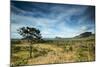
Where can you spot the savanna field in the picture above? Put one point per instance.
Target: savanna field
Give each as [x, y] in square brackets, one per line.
[53, 51]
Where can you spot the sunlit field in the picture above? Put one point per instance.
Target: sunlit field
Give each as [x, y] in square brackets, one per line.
[54, 51]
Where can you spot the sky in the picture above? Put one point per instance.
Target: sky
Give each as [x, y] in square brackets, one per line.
[53, 20]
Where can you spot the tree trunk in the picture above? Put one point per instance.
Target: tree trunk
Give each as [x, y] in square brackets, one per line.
[30, 51]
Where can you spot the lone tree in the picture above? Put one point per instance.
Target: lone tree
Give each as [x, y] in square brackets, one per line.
[32, 35]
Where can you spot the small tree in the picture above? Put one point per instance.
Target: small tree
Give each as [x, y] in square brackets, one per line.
[32, 35]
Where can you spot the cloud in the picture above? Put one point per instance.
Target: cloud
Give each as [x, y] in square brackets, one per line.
[58, 20]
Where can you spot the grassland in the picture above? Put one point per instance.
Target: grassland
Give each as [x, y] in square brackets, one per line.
[54, 51]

*Görevin*.
Lütfen yukarıdaki veride "Where can you spot the grassland" ifadesini içeren satırdan başlayıp verinin son satırında biten satırları, iki uç da dahil olmak üzere numaralı bir liste olarak düzenle. Boş satırları listeye alma.

*Çözüm aşağıda*.
1. Where can you spot the grassland in the picture above? Put one point per instance.
2. Target: grassland
3. Give each as [x, y] in square brackets, one per line.
4. [54, 51]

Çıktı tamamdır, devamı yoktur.